Some dog breeds look so alike that you’d argue they are the same.
One great example is the Maremma Sheepdog and the Great Pyrenees – both are originally farm dogs and look the nearly identical with their large bodies and thick white coats.
Are Maremma and Great Pyrenees the same? The Maremma Sheepdog is an entirely different breed than the Great Pyrenees. Maremmas were developed in Italy and are not yet recognized by the AKC. They are slightly smaller that Pyrenees Mountain Dogs and have a rougher coat, but appearance, temperament and instincts are quite similar.
Trying to decide whether to get a Maremma Sheepdog or a Great Pyrenees? Let’s dive deeper into their similarities and key differences to find out which pup is perfect for you and your lifestyle.
Maremma vs. Great Pyrenees
At first glance, without a trained eye, it can be difficult to tell the Great Pyrenees and Maremma Sheepdog apart. Both are large dogs sporting white, thick, fluffy coats.
They could nearly be twins side by side.
But comparing the two, you’re bound to find out that while they have many similarities, there are interesting distinctions and differences between these two dog breeds.
Maremma vs. Great Pyrenees: At a Glance
|Appearance||Fluffy coat, rugged||Thick, fluffy coat|
|Colors||White||White, cream, white with light tan/gray patches|
|Temperament||Alert, intelligent, determined, friendly, eager to please||Fearless, confident, strong willed, affectionate|
|Mental Stimulation Needs||Low||High, strong wanderlust potential|
|Intelligence & Trainability||Low to average intelligence, easy to train||Average intelligence, easy to train|
|Guarding Instinct||Good watchdogs||One of the best watchdogs|
|Official Club Recognition||Not recognized by AKC||Recognized by AKC|
|Health Issues||Hip dysplasia, obesity||Hip dysplasia, bloat|
|Life Expectancy||11-14 years||10-12 years|
|Good for Families||Yes, kid friendly||Yes, kid friendly|
Maremma vs. Great Pyrenees: Appearance
Two of the distinct similarities between Maremma and Great Pyrenees are their enormous size and fluffy coats, but they are built differently.
Maremma Sheepdogs have a muscular build with a grizzly coat, giving them a more rugged appearance, almost similar to polar bears.
Their most recognizable physical feature is their long, wavy double coat that provides all-weather protection.

WHAT TO WORK ON
a – Decide whether each statement agrees with the passage comparing the Maremma Sheepdog and the Great Pyrenees: (i) Maremmas were developed in Italy; (ii) Maremma Sheepdogs have a slender build; (iii) the Maremma's coat is short and single-layered. For each, answer yes or no and quote the words of the passage that decide it.
b – Duplicate the part of the passage on the Maremma and Great Pyrenees starting with "They could nearly" and going on through "two dog breeds.".
The lines that follow were taken from a separate source and are not part of the text.

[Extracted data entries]
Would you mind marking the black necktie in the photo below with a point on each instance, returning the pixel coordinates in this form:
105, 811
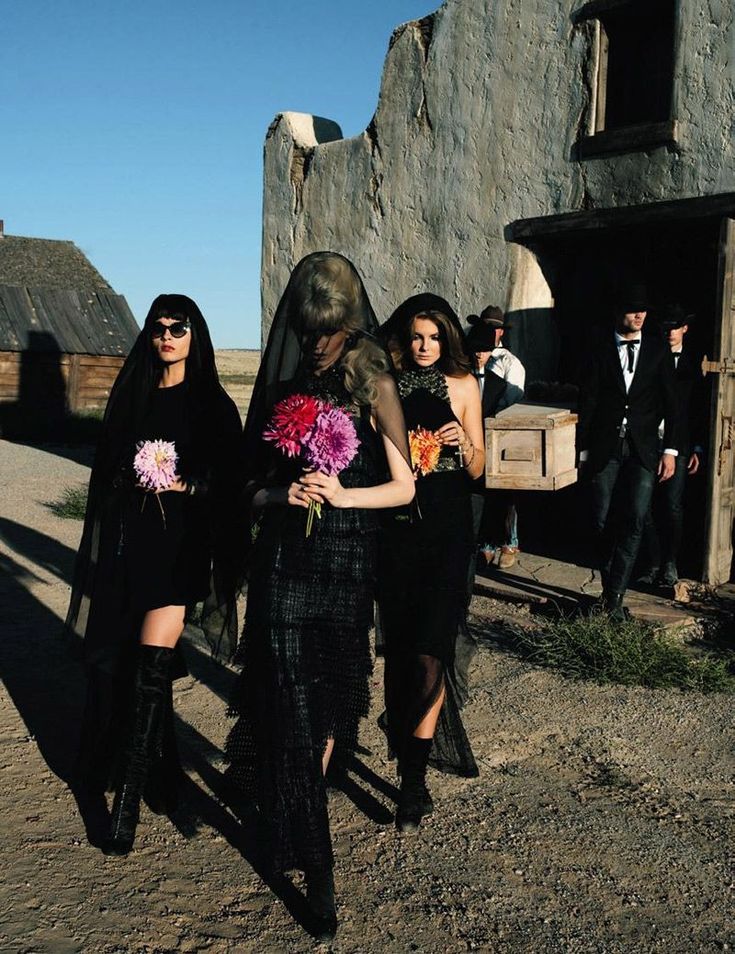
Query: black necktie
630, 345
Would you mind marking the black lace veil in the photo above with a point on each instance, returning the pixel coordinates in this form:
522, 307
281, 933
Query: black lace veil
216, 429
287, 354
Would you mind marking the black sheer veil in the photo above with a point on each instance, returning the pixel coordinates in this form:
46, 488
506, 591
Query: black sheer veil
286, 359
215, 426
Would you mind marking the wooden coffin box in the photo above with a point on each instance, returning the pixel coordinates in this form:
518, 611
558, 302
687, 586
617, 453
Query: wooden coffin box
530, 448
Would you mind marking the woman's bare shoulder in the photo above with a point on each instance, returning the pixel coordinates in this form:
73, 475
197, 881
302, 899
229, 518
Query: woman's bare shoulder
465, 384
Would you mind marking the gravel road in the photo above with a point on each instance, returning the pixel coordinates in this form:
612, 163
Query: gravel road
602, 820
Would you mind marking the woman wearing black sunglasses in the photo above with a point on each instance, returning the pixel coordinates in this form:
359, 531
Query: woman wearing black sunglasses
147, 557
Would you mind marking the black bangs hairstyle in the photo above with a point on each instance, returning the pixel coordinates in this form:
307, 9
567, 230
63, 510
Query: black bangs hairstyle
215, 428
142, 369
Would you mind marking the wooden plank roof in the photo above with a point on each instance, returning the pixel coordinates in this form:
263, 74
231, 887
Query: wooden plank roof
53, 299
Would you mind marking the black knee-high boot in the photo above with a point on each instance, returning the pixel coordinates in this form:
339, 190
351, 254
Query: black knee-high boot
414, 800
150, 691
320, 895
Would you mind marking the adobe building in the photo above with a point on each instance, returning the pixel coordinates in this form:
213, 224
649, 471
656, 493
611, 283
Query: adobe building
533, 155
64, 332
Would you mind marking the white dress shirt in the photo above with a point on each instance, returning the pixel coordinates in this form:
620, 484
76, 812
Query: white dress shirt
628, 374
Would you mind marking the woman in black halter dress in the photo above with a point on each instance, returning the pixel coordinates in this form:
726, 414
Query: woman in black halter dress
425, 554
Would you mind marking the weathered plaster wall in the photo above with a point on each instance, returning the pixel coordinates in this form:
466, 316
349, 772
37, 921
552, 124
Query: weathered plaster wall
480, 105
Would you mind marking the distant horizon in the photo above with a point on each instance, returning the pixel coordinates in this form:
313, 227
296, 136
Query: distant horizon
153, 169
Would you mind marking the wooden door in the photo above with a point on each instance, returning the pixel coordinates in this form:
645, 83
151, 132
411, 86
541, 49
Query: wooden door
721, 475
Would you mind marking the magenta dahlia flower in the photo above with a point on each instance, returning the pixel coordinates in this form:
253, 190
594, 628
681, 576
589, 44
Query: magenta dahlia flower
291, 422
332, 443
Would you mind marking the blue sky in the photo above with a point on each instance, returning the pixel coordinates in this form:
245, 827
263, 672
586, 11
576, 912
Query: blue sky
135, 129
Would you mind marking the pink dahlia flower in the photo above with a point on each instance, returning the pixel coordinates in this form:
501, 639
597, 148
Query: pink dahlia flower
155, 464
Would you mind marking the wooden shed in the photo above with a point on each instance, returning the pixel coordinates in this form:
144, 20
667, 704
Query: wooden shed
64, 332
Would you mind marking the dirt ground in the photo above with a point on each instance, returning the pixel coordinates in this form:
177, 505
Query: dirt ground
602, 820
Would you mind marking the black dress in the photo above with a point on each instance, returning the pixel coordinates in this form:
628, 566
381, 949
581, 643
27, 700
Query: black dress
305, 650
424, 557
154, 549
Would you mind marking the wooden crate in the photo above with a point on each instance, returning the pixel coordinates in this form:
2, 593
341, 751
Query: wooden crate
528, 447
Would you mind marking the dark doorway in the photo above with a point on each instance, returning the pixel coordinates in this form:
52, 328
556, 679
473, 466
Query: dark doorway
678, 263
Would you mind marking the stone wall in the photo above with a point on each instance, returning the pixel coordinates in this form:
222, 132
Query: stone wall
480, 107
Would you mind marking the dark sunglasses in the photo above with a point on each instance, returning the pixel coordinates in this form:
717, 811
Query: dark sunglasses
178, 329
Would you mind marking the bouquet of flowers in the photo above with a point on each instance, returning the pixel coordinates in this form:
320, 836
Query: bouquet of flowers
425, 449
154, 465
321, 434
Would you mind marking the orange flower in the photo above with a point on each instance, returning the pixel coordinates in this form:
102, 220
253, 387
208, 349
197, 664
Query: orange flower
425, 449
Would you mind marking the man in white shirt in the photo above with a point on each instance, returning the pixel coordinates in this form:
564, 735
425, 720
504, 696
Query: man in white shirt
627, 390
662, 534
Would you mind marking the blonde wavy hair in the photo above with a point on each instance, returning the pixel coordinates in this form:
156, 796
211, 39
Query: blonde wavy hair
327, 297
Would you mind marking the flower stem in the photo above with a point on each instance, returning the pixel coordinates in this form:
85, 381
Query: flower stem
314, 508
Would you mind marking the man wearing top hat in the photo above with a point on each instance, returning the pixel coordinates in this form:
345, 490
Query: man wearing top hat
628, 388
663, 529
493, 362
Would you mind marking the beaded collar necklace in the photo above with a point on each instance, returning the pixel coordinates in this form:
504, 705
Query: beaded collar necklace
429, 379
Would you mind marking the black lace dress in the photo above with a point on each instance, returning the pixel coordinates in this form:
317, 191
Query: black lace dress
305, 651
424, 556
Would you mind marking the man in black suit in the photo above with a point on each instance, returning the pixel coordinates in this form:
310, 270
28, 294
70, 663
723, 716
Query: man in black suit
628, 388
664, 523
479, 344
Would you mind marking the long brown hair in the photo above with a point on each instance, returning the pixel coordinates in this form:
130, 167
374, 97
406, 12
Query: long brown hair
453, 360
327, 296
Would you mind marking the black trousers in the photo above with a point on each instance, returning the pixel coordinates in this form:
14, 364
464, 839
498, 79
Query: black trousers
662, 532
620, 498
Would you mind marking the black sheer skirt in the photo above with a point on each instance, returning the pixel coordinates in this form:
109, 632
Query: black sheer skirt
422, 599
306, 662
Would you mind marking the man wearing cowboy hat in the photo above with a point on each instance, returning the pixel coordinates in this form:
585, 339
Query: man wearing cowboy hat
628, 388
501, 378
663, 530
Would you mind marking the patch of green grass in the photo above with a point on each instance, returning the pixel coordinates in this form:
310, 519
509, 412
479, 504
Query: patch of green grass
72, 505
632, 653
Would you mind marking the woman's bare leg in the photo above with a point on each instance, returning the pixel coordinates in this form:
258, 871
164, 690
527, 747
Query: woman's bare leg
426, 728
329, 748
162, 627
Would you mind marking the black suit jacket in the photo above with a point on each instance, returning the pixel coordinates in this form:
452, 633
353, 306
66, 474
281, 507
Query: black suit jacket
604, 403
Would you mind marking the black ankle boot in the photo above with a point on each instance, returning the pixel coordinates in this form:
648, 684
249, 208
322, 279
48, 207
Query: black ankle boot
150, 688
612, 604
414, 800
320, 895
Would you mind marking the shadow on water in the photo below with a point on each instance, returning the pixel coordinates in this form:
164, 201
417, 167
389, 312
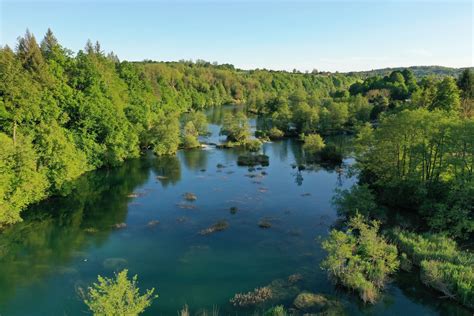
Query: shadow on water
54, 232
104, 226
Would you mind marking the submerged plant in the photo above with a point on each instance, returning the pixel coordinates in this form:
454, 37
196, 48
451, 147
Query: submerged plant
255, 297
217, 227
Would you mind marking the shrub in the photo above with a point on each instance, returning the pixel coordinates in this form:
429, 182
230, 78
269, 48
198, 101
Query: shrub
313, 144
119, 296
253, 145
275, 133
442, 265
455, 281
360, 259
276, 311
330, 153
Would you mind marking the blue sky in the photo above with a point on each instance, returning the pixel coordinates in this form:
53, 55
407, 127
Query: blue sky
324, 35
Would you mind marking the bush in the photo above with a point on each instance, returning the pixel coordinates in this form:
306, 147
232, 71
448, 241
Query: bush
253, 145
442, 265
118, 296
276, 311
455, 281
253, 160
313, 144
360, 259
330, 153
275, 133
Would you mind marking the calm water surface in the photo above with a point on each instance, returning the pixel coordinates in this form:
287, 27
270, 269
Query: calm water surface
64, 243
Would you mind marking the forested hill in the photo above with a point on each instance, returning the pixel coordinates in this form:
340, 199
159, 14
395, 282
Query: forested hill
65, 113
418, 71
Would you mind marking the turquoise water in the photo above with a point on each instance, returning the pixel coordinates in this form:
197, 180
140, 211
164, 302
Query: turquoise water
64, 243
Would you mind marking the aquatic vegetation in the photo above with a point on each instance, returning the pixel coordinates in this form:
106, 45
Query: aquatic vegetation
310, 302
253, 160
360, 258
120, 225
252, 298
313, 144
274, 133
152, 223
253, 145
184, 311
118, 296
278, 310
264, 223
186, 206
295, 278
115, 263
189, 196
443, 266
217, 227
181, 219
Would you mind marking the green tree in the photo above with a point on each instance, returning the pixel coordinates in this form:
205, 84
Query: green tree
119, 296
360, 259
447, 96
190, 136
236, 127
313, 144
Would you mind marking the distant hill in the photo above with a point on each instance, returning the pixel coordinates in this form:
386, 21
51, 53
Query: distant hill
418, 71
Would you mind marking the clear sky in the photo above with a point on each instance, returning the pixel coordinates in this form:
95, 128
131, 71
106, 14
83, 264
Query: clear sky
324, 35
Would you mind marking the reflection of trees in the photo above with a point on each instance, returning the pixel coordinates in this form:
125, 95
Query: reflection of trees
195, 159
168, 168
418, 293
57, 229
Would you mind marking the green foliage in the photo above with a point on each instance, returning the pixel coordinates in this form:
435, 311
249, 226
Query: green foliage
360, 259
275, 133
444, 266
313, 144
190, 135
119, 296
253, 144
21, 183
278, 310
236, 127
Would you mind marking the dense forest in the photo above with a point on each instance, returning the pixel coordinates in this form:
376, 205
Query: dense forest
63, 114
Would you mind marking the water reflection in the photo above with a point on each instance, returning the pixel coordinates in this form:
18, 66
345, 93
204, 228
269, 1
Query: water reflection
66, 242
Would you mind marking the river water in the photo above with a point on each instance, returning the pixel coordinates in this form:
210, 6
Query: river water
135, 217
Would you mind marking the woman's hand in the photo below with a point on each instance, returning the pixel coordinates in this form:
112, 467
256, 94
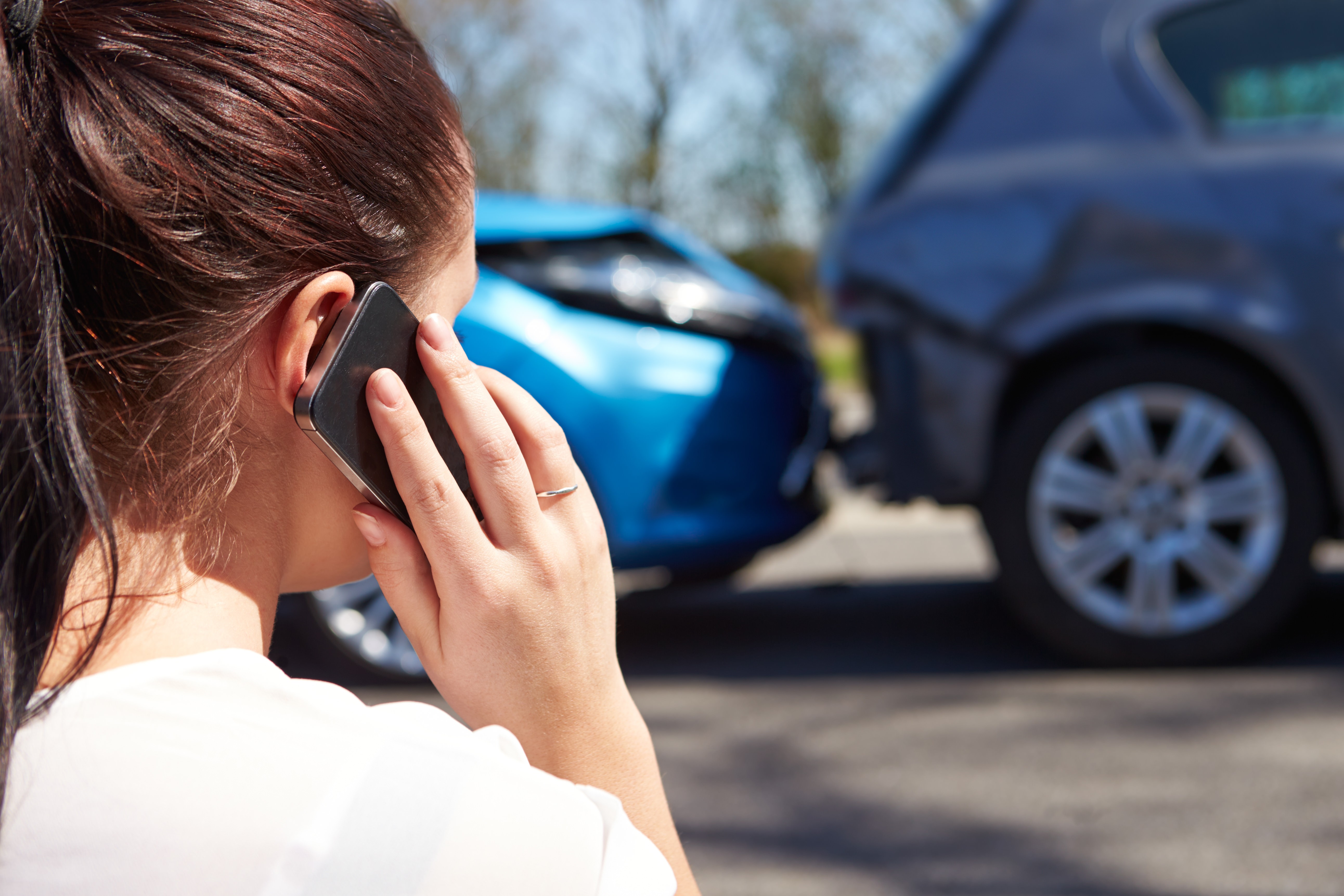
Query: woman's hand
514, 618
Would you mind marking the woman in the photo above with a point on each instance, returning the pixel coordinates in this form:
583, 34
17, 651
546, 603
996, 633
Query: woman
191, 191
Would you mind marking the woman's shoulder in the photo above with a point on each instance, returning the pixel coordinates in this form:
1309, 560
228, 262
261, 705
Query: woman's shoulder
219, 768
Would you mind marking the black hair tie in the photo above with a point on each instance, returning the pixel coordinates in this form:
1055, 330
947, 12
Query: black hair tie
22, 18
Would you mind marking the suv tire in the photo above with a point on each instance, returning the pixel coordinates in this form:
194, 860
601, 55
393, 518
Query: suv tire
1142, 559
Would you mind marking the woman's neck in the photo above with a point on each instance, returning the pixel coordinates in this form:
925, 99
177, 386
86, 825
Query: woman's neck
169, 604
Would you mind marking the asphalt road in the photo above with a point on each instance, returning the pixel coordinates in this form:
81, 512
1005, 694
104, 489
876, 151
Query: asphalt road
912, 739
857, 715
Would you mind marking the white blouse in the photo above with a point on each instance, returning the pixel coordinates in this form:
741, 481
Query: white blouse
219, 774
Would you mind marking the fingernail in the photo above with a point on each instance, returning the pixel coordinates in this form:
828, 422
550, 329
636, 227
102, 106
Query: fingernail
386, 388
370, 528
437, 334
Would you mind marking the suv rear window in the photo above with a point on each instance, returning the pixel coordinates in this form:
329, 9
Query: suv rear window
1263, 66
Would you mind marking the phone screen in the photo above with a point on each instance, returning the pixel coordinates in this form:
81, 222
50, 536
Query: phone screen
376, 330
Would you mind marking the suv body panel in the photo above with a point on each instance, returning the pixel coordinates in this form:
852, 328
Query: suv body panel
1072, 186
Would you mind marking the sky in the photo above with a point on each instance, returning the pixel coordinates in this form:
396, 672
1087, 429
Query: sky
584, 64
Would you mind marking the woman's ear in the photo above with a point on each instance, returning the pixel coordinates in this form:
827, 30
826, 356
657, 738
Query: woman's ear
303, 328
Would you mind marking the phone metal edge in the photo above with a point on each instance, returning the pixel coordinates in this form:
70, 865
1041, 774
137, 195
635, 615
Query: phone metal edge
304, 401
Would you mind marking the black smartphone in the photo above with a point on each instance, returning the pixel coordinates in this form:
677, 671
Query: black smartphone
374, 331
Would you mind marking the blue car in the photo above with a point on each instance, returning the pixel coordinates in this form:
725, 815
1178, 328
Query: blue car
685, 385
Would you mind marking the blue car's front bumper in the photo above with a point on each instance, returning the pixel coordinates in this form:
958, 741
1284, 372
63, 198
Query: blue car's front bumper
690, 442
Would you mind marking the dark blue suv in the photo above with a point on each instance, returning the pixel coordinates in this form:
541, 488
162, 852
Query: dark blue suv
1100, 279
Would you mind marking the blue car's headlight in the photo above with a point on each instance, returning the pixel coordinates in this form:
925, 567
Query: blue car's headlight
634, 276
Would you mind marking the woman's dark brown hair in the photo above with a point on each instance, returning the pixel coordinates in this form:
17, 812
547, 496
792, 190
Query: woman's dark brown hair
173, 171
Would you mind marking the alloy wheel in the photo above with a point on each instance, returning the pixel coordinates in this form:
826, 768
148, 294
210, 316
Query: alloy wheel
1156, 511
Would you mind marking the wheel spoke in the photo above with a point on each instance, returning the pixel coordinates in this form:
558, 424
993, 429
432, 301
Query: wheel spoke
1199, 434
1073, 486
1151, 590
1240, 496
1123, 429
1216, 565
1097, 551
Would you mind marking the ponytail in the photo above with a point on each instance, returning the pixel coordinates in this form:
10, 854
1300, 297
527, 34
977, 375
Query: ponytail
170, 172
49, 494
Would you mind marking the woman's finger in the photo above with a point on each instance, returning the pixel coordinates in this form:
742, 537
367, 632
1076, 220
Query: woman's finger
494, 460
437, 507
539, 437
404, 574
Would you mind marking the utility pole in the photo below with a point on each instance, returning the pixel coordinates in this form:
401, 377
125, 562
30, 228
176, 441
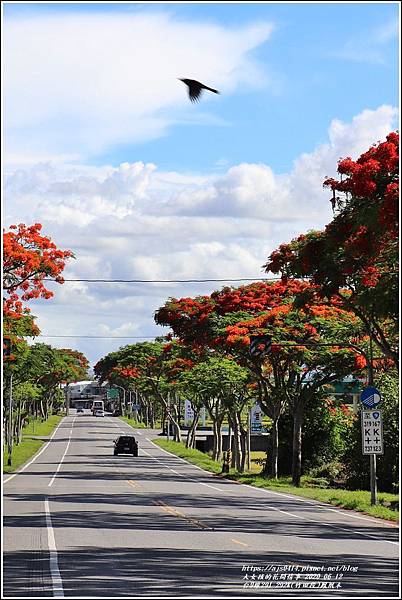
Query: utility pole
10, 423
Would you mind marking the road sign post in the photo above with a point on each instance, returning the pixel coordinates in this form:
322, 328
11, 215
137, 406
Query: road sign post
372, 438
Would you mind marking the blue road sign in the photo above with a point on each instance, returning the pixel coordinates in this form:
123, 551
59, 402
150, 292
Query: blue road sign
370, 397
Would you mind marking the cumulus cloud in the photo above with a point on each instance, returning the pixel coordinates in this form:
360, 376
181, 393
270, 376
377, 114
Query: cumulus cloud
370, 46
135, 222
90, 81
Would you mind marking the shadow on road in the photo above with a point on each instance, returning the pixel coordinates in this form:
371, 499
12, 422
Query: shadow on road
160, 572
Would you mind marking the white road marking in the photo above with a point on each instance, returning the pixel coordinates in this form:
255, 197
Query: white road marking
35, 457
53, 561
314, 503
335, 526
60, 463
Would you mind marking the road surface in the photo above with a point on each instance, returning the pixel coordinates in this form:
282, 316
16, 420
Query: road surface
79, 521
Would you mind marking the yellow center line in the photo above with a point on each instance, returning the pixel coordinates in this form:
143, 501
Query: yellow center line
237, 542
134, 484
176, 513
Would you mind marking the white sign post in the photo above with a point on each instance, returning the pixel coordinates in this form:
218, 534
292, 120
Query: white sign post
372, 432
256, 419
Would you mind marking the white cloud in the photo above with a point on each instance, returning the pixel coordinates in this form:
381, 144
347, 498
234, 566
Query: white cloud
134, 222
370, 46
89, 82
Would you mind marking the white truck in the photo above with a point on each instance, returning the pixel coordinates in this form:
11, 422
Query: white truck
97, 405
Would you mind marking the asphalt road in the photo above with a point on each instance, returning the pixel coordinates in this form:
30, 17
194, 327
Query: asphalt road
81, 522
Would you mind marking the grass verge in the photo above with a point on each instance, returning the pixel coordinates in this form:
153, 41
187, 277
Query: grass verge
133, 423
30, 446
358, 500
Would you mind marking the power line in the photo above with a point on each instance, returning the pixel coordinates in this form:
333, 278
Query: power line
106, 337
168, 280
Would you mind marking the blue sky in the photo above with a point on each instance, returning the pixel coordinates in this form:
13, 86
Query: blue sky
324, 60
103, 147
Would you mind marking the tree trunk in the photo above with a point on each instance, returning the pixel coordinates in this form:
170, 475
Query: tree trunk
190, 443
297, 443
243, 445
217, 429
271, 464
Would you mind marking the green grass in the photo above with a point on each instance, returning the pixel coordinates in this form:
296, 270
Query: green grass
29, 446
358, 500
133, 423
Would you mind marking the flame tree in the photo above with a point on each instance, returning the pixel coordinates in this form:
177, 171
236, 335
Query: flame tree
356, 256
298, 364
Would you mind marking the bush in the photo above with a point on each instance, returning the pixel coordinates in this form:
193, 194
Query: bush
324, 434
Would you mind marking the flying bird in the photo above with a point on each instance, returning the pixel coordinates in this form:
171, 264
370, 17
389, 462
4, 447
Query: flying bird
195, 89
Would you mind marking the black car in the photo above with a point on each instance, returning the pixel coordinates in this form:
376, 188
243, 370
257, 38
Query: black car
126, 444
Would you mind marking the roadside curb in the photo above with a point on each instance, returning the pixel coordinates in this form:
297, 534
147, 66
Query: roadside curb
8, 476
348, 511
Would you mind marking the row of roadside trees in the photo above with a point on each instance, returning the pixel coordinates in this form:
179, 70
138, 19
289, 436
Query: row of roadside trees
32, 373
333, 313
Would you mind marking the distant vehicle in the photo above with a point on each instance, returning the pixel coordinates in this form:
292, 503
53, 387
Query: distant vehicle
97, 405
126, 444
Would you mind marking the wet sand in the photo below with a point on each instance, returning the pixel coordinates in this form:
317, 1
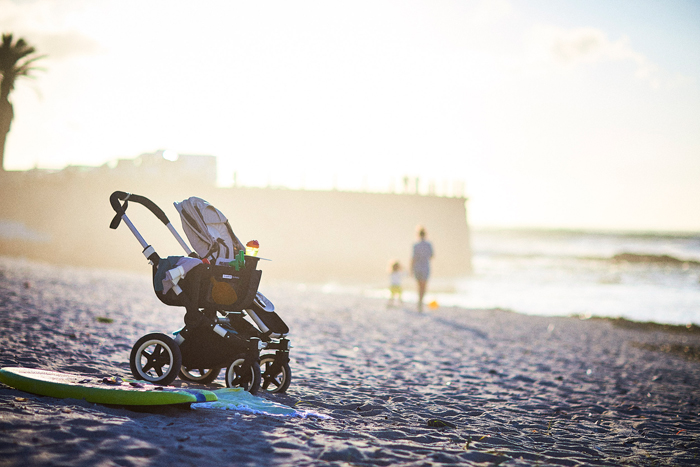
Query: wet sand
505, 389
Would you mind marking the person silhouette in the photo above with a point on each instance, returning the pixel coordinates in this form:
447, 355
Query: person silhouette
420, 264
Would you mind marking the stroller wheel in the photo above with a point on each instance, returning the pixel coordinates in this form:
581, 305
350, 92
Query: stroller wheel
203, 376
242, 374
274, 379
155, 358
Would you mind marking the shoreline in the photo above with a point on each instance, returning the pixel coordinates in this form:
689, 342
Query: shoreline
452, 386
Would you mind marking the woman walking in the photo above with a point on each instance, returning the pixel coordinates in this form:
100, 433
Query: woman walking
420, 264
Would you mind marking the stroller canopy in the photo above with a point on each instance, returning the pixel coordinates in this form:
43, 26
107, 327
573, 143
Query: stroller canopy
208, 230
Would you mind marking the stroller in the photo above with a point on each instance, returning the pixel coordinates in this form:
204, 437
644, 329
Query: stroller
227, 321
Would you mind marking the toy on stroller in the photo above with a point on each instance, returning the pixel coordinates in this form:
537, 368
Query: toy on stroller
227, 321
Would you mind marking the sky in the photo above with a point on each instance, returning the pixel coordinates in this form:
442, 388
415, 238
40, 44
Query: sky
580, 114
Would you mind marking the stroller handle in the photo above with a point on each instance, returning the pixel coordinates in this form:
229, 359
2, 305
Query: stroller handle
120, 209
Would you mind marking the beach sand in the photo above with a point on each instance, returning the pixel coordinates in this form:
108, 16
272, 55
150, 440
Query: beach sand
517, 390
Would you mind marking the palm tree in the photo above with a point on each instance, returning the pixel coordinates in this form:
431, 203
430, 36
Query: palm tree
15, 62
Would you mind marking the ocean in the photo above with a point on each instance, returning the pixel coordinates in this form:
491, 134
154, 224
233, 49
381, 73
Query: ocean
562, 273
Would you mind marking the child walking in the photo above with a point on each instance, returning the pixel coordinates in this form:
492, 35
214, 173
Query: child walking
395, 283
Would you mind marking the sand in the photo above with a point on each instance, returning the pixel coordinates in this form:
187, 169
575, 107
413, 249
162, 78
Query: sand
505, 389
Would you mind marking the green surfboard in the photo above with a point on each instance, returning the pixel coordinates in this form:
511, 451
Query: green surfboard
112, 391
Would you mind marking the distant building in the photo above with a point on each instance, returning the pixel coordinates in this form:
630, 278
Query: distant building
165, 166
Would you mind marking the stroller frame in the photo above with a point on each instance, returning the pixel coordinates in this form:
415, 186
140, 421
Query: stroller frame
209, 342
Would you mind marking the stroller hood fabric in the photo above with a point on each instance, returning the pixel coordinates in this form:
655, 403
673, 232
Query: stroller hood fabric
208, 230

SOLVED TASKS
a –
(i) Yes: "Maremmas were developed in Italy and are not yet recognized by the AKC."
(ii) No: "Maremma Sheepdogs have a muscular build with a grizzly coat"
(iii) No: "Their most recognizable physical feature is their long, wavy double coat that provides all-weather protection."

b –
They could nearly be twins side by side.
But comparing the two, you’re bound to find out that while they have many similarities, there are interesting distinctions and differences between these two dog breeds.